> [Written task 1] Reproduce the Merit Systems Protection Board order from "THIS FINAL ORDER" down to "for the agency.", word for word.
> [Written task 2] Turn the block of the Merit Systems Protection Board order that begins "BRETT A. BARNHART," into a short list of its main facts.

Brett Barnhart v. Department of the Army

                           UNITED STATES OF AMERICA
                        MERIT SYSTEMS PROTECTION BOARD


     BRETT A. BARNHART,                              DOCKET NUMBER
                   Appellant,                        CH-0752-15-0082-C-2

                  v.

     DEPARTMENT OF THE ARMY,                         DATE: December 15, 2022
                 Agency.



                THIS FINAL ORDER IS NONPRECEDENTIAL 1

           Carl Eric Owen, Rupert, Idaho, for the appellant.

           Caitlin Breedlove, Rock Island, Illinois, for the agency.

> [Data lines]
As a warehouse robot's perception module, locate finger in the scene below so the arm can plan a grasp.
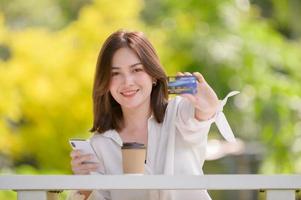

> [Correct result 1]
THIS FINAL ORDER IS NONPRECEDENTIAL 1

           Carl Eric Owen, Rupert, Idaho, for the appellant.

           Caitlin Breedlove, Rock Island, Illinois, for the agency.

> [Correct result 2]
- Appellant: Brett A. Barnhart
- Agency: Department of the Army
- Docket number: CH-0752-15-0082-C-2
- Date: December 15, 2022